:: Instructions to follow ::
Rewrite the rows below so that "innermost point" becomes "central point" at each occurrence, keeping every other word and line the same.
#### Data lines
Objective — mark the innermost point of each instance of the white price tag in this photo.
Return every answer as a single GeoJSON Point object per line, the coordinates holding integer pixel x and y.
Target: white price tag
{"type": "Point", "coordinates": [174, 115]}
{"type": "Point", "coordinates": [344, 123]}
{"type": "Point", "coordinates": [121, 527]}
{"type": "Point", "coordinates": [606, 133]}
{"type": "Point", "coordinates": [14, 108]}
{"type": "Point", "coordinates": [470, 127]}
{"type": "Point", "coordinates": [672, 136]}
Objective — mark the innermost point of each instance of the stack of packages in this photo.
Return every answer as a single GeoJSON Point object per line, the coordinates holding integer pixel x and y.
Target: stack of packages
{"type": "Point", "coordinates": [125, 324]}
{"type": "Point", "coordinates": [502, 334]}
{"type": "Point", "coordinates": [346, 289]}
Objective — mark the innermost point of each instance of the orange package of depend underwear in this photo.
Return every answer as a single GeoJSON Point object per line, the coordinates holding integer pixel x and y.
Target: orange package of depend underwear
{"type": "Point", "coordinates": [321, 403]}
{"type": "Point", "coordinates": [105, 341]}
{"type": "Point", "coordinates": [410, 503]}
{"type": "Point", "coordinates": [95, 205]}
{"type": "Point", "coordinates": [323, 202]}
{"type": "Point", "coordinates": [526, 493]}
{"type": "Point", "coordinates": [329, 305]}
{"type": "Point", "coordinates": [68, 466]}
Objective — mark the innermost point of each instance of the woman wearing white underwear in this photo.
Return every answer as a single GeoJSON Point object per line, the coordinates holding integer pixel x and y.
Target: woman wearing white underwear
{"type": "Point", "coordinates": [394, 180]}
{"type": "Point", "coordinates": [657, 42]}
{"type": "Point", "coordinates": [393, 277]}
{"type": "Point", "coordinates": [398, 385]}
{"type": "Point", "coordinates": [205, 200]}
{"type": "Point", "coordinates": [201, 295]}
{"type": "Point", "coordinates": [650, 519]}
########
:: Result of this exercise ::
Objective — mark the central point of each instance of the white price tag in this photo.
Return every answer as a single GeoJSON Point object per line, the coordinates holding integer pixel x and y.
Target: white price tag
{"type": "Point", "coordinates": [174, 115]}
{"type": "Point", "coordinates": [344, 123]}
{"type": "Point", "coordinates": [121, 527]}
{"type": "Point", "coordinates": [606, 133]}
{"type": "Point", "coordinates": [14, 108]}
{"type": "Point", "coordinates": [470, 127]}
{"type": "Point", "coordinates": [672, 136]}
Objective — mark the central point of each instance of the stack of packages in this photo.
Return every answer as a single GeoJSON Point object per line, the coordinates holding integer pixel x and y.
Target: stack of packages
{"type": "Point", "coordinates": [125, 324]}
{"type": "Point", "coordinates": [502, 334]}
{"type": "Point", "coordinates": [346, 289]}
Objective — mark the central point of each instance of the orange package of depend underwear in this photo.
Return every answer as a single GeoJSON Point object per line, the coordinates holding integer pixel x and y.
Target: orange package of depend underwear
{"type": "Point", "coordinates": [321, 403]}
{"type": "Point", "coordinates": [105, 341]}
{"type": "Point", "coordinates": [410, 503]}
{"type": "Point", "coordinates": [95, 205]}
{"type": "Point", "coordinates": [323, 202]}
{"type": "Point", "coordinates": [526, 493]}
{"type": "Point", "coordinates": [329, 305]}
{"type": "Point", "coordinates": [68, 466]}
Objective — mark the central point of each instance of the woman wearing white underwear in this photo.
Return every answer as a single GeoJSON Point object per line, the coordinates holding integer pixel x and y.
Target: woman wearing white underwear
{"type": "Point", "coordinates": [394, 180]}
{"type": "Point", "coordinates": [657, 42]}
{"type": "Point", "coordinates": [393, 277]}
{"type": "Point", "coordinates": [398, 385]}
{"type": "Point", "coordinates": [205, 200]}
{"type": "Point", "coordinates": [201, 295]}
{"type": "Point", "coordinates": [650, 519]}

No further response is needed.